DIRECTIVE: Reproduce the items below without any change, beginning at the line containing "Target — white cloud" and ending at the line containing "column 301, row 98", both of those lines included.

PROVIDED RECORDS:
— start —
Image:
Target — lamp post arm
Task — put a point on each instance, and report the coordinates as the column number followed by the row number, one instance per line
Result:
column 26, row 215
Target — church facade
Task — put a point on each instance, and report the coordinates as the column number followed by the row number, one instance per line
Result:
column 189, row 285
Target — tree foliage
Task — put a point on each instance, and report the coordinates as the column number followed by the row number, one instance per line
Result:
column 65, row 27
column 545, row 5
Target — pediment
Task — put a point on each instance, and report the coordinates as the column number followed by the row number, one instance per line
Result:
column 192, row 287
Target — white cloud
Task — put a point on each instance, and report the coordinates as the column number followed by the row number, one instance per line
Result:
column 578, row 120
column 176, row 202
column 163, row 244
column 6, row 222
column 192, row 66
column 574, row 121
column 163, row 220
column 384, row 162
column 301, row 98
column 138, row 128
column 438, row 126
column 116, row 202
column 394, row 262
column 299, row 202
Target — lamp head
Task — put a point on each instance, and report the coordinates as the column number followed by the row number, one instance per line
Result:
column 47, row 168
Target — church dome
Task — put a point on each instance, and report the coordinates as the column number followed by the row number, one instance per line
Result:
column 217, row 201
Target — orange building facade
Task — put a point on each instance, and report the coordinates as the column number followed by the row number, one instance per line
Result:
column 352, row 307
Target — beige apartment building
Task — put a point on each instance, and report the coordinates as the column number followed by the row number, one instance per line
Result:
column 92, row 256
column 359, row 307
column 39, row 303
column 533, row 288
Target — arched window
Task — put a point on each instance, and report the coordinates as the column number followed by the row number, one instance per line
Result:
— end —
FINAL ANSWER:
Target — white cloud
Task — put a point on each instance, and report the coordinates as the column number followed by the row number, one instance per line
Result:
column 578, row 120
column 176, row 202
column 163, row 244
column 6, row 222
column 192, row 66
column 574, row 121
column 163, row 220
column 384, row 162
column 301, row 98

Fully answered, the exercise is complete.